CHALLENGE A —
Count the lines in the entries that contain the string "roof". Reply with the number alone.

SELECTED EXTRACT —
# Portable recorders...Sony PCM-D50?



## Ricci (May 23, 2007)

I wasn't quite sure where to post this. 

I'm looking at getting basically a one unit recording solution for ease of use and transport. It's gonna be used to record bands live, practice sessions, dialog, musical ideas, etc. Basically everything. I'm not looking for the utmost sound quality, but i would like it to be good. I do need it to be able to handle very loud performances(125db) without overloading too bad. 

I'm looking at the Sony PCM-D50 right now for about 500 bucks. The other models I am looking at are the Olympus LS-10 and the Roland Eidirol. Does anybody have experience recording with these units, or this type of recorder? I don't. 

This is the Sony.

http://bssc.sel.sony.com/BroadcastandBusiness/DisplayModel?m=10013&sm=0&p=10&sp=83&id=90227


----------



## Ricci (May 23, 2007)

I guess that means that no one has experience with these or cares. Well I guess whichever one I decide to get I'll just post up a review on it.


----------



## JohnM (Apr 11, 2006)

Its a bit off topic for this part of the shack, which is concerned with measurement kit for room acoustics and EQ. Best try the folk in the MultiMediaLand Production section http://www.hometheatershack.com/forums/multimedialand-production/


----------

EXCERPTED DATA —
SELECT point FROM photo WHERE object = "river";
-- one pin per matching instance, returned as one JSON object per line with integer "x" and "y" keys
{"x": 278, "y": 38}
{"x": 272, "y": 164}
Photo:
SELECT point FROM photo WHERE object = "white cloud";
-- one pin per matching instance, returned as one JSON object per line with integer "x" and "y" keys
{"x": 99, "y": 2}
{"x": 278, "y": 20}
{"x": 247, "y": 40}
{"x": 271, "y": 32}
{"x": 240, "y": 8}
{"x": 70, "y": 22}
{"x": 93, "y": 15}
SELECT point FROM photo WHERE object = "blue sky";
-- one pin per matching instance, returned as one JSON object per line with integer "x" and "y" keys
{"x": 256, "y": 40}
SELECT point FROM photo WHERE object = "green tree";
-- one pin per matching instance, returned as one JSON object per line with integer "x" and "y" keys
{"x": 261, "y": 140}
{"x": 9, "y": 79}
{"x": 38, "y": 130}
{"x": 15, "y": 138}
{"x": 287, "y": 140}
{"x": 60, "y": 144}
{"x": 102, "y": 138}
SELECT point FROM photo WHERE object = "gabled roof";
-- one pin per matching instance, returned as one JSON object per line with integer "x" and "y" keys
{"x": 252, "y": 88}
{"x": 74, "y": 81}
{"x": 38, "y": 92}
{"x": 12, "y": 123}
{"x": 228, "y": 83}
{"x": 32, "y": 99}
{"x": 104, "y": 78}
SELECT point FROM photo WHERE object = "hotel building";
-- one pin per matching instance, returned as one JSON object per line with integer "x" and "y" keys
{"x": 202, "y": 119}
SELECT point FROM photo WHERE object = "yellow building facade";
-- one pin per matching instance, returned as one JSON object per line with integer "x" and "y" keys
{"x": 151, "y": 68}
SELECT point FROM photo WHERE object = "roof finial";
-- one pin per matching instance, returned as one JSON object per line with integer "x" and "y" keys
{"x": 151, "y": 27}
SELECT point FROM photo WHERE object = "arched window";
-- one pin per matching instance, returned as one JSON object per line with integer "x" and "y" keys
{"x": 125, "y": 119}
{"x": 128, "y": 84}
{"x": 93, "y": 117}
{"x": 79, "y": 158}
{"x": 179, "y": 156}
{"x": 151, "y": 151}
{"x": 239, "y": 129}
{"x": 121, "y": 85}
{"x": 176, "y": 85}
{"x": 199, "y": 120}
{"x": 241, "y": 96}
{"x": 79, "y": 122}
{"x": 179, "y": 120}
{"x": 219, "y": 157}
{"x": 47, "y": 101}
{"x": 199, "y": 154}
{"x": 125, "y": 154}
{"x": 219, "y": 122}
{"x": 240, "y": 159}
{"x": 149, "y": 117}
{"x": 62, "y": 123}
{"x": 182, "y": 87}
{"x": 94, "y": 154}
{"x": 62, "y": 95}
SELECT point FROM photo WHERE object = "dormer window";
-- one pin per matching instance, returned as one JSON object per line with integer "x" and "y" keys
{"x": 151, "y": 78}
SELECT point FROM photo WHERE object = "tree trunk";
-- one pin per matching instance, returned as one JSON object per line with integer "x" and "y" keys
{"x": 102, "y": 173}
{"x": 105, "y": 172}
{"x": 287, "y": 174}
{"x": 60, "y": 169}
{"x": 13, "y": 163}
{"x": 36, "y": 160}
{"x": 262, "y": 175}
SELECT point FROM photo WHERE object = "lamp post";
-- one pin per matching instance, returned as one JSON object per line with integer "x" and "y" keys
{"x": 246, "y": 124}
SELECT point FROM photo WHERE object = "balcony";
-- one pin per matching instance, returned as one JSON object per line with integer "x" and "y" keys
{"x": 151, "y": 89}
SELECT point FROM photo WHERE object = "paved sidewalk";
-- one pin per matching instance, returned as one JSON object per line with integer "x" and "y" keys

CHALLENGE B —
In the thread about portable recorders, what sound level must the recorder handle without overloading too badly?

EXERCISE SOLUTION A —
2

EXERCISE SOLUTION B —
Very loud performances of 125 dB.